TASK OBJECTIVE:
Reproduce, unchanged, only the stretch of items below from the line containing "Mark the man's arm with a point." through the line containing "(1235, 267)".

◇ ◇ ◇ ◇

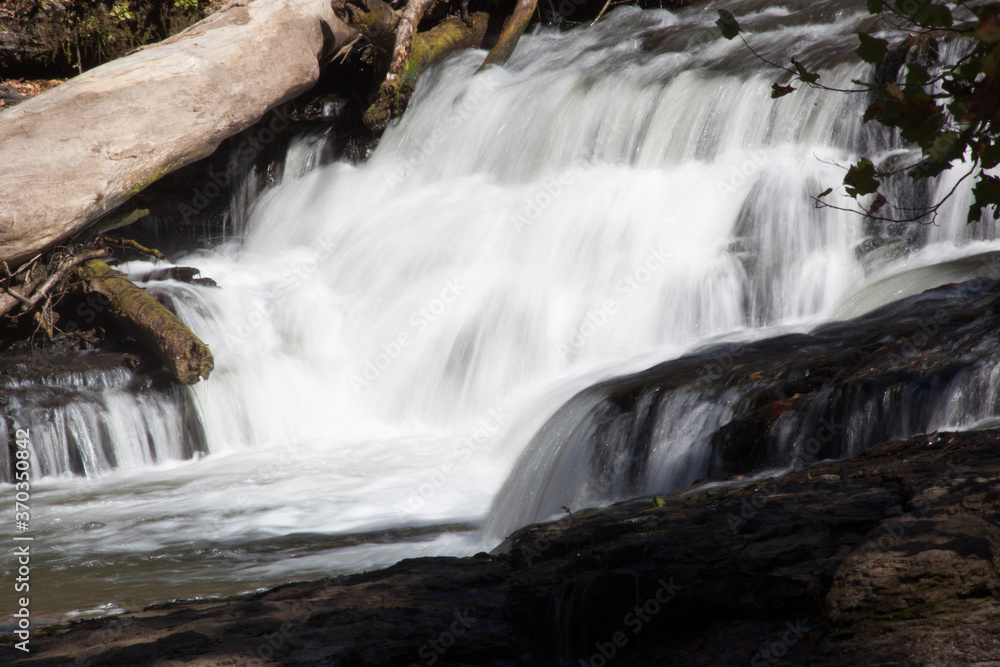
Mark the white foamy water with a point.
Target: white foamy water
(389, 337)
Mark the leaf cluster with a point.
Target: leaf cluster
(949, 110)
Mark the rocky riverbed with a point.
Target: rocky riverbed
(887, 558)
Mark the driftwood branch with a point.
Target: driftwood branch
(37, 285)
(149, 322)
(427, 48)
(512, 30)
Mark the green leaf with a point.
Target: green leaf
(872, 49)
(804, 74)
(989, 154)
(780, 91)
(727, 24)
(988, 29)
(860, 179)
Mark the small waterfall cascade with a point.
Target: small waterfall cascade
(463, 321)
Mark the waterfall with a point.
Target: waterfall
(391, 337)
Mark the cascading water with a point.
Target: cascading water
(389, 337)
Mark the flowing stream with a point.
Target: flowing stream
(390, 337)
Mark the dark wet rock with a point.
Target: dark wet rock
(886, 558)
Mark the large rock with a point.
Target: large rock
(73, 153)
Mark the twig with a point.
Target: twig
(58, 276)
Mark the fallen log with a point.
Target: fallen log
(77, 151)
(149, 322)
(428, 47)
(511, 34)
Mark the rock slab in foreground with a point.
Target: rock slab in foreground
(79, 150)
(888, 558)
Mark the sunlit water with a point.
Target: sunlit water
(389, 337)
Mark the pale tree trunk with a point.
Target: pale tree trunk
(75, 152)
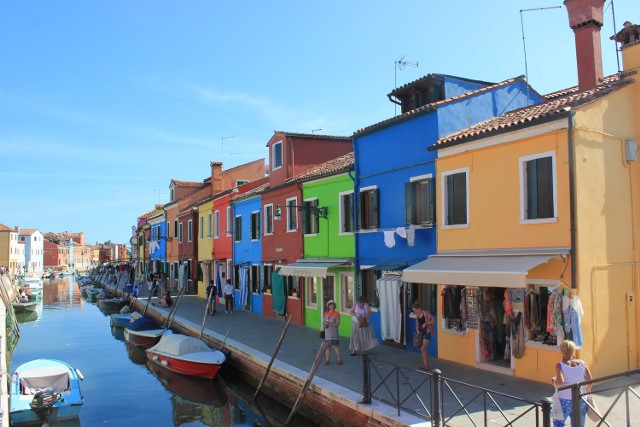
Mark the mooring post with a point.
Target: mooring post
(436, 420)
(546, 404)
(366, 380)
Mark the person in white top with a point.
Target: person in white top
(570, 371)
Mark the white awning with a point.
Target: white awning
(503, 269)
(309, 268)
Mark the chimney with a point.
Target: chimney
(216, 177)
(585, 19)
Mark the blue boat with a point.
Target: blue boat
(43, 391)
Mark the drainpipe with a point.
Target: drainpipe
(572, 198)
(356, 261)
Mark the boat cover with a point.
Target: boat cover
(178, 345)
(143, 324)
(38, 379)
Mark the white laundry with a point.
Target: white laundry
(389, 239)
(411, 236)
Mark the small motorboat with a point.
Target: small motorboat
(43, 391)
(22, 307)
(186, 355)
(144, 332)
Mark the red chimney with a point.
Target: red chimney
(585, 19)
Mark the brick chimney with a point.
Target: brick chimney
(585, 19)
(216, 177)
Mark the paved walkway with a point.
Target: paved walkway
(258, 336)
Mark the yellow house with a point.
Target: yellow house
(537, 231)
(205, 244)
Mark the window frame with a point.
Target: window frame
(445, 198)
(524, 186)
(343, 214)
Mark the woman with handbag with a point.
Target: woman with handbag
(362, 336)
(424, 332)
(569, 371)
(331, 334)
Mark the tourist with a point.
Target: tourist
(424, 329)
(166, 300)
(362, 336)
(211, 298)
(228, 297)
(331, 333)
(569, 371)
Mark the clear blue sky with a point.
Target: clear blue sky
(102, 103)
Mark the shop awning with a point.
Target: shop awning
(303, 268)
(504, 269)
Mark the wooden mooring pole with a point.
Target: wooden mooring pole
(273, 356)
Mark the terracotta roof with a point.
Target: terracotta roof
(435, 105)
(250, 193)
(189, 184)
(531, 115)
(332, 167)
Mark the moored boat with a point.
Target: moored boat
(44, 390)
(186, 355)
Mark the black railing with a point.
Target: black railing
(443, 401)
(604, 405)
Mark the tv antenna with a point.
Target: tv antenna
(524, 45)
(400, 64)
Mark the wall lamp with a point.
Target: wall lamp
(319, 211)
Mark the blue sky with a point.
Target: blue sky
(103, 103)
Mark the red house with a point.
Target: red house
(289, 155)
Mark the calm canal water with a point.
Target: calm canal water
(119, 388)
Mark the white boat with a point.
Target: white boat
(43, 391)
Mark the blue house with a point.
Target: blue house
(247, 249)
(395, 189)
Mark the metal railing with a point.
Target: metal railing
(607, 408)
(444, 401)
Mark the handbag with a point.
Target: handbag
(417, 339)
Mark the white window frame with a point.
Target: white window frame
(268, 219)
(523, 188)
(288, 216)
(216, 224)
(273, 156)
(342, 213)
(444, 197)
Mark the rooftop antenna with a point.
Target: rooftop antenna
(400, 64)
(524, 45)
(222, 138)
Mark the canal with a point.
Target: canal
(119, 388)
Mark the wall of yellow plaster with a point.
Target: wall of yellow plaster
(494, 197)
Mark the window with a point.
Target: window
(216, 224)
(311, 291)
(347, 291)
(276, 155)
(238, 228)
(537, 175)
(310, 220)
(255, 225)
(292, 214)
(268, 219)
(455, 192)
(346, 212)
(368, 213)
(419, 201)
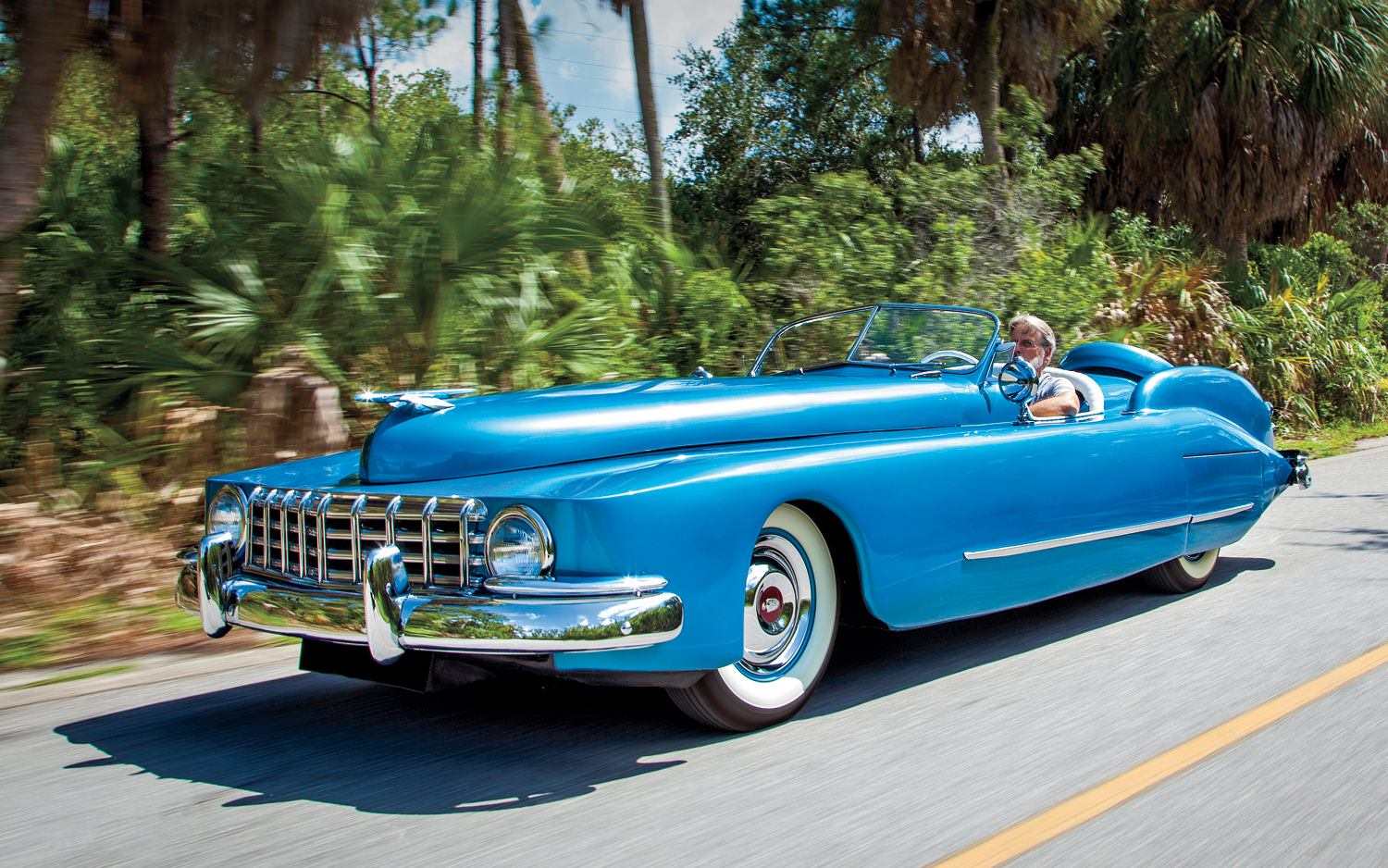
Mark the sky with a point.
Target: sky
(586, 56)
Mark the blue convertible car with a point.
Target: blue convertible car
(710, 534)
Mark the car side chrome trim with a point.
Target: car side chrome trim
(1076, 539)
(1238, 452)
(549, 588)
(1216, 515)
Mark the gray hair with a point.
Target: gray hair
(1035, 324)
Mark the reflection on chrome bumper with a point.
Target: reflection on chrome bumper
(389, 618)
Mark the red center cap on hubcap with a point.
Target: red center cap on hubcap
(769, 606)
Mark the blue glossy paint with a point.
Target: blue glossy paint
(514, 430)
(675, 478)
(1104, 355)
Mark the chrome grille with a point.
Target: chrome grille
(325, 537)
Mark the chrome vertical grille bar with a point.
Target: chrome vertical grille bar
(269, 499)
(427, 537)
(322, 537)
(303, 537)
(391, 509)
(357, 509)
(471, 568)
(252, 504)
(283, 528)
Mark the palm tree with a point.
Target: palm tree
(1233, 114)
(650, 118)
(965, 55)
(479, 105)
(47, 32)
(243, 46)
(529, 69)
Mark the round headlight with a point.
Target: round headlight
(519, 543)
(227, 512)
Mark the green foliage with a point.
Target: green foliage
(402, 254)
(791, 91)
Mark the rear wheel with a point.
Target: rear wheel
(790, 617)
(1183, 574)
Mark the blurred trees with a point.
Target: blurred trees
(1249, 110)
(650, 117)
(282, 217)
(793, 89)
(960, 56)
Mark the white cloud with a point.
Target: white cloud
(586, 55)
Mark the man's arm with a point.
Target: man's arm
(1055, 396)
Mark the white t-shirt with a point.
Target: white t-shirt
(1051, 385)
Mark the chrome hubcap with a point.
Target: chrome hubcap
(776, 606)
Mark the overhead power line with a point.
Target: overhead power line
(625, 41)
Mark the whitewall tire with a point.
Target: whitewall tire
(788, 618)
(1183, 574)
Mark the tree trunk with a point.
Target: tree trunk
(155, 114)
(650, 118)
(49, 33)
(985, 83)
(505, 63)
(552, 166)
(257, 130)
(479, 105)
(366, 61)
(1235, 267)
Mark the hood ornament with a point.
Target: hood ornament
(419, 400)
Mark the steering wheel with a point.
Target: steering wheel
(947, 354)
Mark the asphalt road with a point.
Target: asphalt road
(918, 745)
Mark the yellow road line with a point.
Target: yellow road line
(1088, 804)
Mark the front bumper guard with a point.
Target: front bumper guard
(1299, 468)
(390, 620)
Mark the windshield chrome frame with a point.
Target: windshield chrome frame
(980, 369)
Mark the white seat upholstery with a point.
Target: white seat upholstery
(1090, 391)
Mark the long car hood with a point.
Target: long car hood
(527, 429)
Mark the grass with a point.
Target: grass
(74, 676)
(1332, 440)
(47, 637)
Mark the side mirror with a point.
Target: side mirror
(1018, 380)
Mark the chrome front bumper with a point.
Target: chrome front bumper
(390, 620)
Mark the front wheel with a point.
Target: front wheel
(790, 617)
(1183, 574)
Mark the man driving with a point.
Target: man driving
(1035, 343)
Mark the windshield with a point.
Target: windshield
(929, 338)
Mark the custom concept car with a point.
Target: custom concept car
(708, 535)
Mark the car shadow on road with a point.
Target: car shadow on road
(521, 742)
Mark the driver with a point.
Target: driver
(1035, 343)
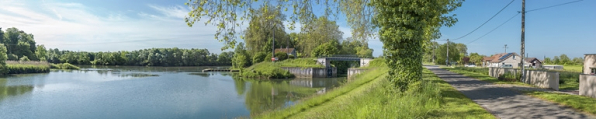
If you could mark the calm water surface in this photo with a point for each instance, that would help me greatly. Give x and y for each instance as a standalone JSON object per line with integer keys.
{"x": 148, "y": 92}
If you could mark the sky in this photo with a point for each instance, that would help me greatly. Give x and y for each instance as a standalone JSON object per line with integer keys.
{"x": 115, "y": 25}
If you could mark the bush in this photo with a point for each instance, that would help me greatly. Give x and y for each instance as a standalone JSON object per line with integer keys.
{"x": 24, "y": 58}
{"x": 63, "y": 66}
{"x": 268, "y": 57}
{"x": 281, "y": 56}
{"x": 12, "y": 57}
{"x": 508, "y": 76}
{"x": 26, "y": 68}
{"x": 259, "y": 57}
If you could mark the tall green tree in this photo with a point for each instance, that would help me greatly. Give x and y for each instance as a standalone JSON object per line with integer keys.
{"x": 258, "y": 36}
{"x": 454, "y": 53}
{"x": 403, "y": 25}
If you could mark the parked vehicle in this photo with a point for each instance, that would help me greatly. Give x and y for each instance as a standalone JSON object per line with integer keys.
{"x": 507, "y": 66}
{"x": 470, "y": 65}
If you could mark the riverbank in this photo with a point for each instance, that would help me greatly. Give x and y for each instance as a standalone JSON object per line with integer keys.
{"x": 370, "y": 95}
{"x": 273, "y": 70}
{"x": 24, "y": 67}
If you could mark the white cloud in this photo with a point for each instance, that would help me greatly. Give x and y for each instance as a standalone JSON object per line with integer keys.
{"x": 74, "y": 26}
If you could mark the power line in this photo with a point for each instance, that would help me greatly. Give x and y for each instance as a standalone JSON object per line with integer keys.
{"x": 553, "y": 6}
{"x": 486, "y": 21}
{"x": 495, "y": 28}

◇ ◇ ◇ ◇

RESPONSE TO THIS TASK:
Mark the man's arm with a point.
Target: man's arm
(1055, 396)
Mark the white t-shirt with a point.
Target: white t-shirt
(1051, 385)
Mark the chrome hubcap with a point.
Target: chrome hubcap
(776, 606)
Mark the overhead power line with a point.
Target: overhead power line
(625, 41)
Mark the whitewall tire with a point.
Target: whitewall tire
(788, 618)
(1183, 574)
Mark the tree trunk with a point.
Target: tree trunk
(155, 114)
(650, 118)
(49, 33)
(985, 83)
(505, 63)
(552, 166)
(257, 130)
(479, 105)
(366, 61)
(1235, 267)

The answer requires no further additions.